[Begin Source text]

# anyone running ITB's and megasquirt? need some input



## weeblebiker (Apr 3, 2003)

I have a project that is up and running leak checked and ready to tune. does anyone have some pointers on ms and ITBs? It's running ok on map but I think another regimen would work better
ms2-extra


----------



## ps2375 (Aug 13, 2003)

Do you have the full version of TS? That will make life much better for tuning. Speed/density should be easier to get a good tune, since you do have a decent MAP range. (at least you should)

BTW, It looks very nice.:thumbup:


----------



## weeblebiker (Apr 3, 2003)

yah full ts version.
my limited understanding is that speed density is based on the assumption that max pressure is 100% barometric pressure, which is not the case with a turbo.

I need to get the latest pic up, the bay is a little cleaner now.


----------



## ps2375 (Aug 13, 2003)

weeblebiker said:


> yah full ts version.
> my limited understanding is that speed density is based on the assumption that max pressure is 100% barometric pressure, which is not the case with a turbo.

[End Source text]

**Complete the following**
[a] Answer these questions about the ITB and megasquirt thread, one answer per line, marked the same way.
(i) Which version of TS does weeblebiker say they have?
(ii) Which approach does ps2375 say should be easier for getting a good tune?
(iii) What does weeblebiker list on the line right after the first post's question?
[b] Carry on the ITB and megasquirt thread from the point where it stops.

[Begin Supplied material]

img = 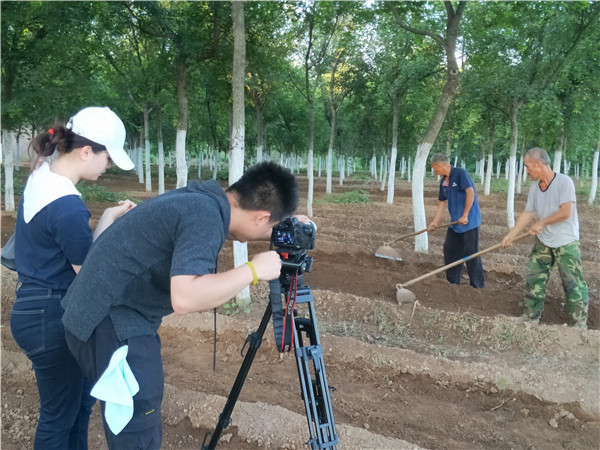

[End Supplied material]

**Answers to the tasks**
[a]
(i) The full version.
(ii) Speed/density.
(iii) ms2-extra

[b]
> 
> I need to get the latest pic up, the bay is a little cleaner now.


No, you can scale the Kpa side to what ever you need. You should be able to use a similar VE table to what you had before.


----------



## Prof315 (Jan 5, 2009)

ps2375 said:


> No, you can scale the Kpa side to what ever you need. You should be able to use a similar VE table to what you had before.


Not to mention the fact that the map sensor MS uses is good to 250kpa or ~20psi boost. You might want to consider trying ITB mode which is an available option in MS2/Extra v3.1.x code. It basically uses alpha-n for idle and off idle and then transitions to speed density once there is load. What is your kpa reading at idle currently?


----------



## weeblebiker (Apr 3, 2003)

looks like plumbing a second map sensor pre ITB. blocking open the wastegate. tuning in itb mode. then using a second speed density table reading off the pre itb map sensor to correct for the changing max map when boosting.

will take some time but makes sense
hmm


----------



## weeblebiker (Apr 3, 2003)

Prof315 said:


> Not to mention the fact that the map sensor MS uses is good to 250kpa or ~20psi boost. You might want to consider trying ITB mode which is an available option in MS2/Extra v3.1.x code. It basically uses alpha-n for idle and off idle and then transitions to speed density once there is load. What is your kpa reading at idle currently?


,

from what I've read and my limited understanding of such things, itb mode combines map part throttle to alpha-n up top (or viceversa) with a switch point curve. just looking at one, then the other, not really looking at both at the same time.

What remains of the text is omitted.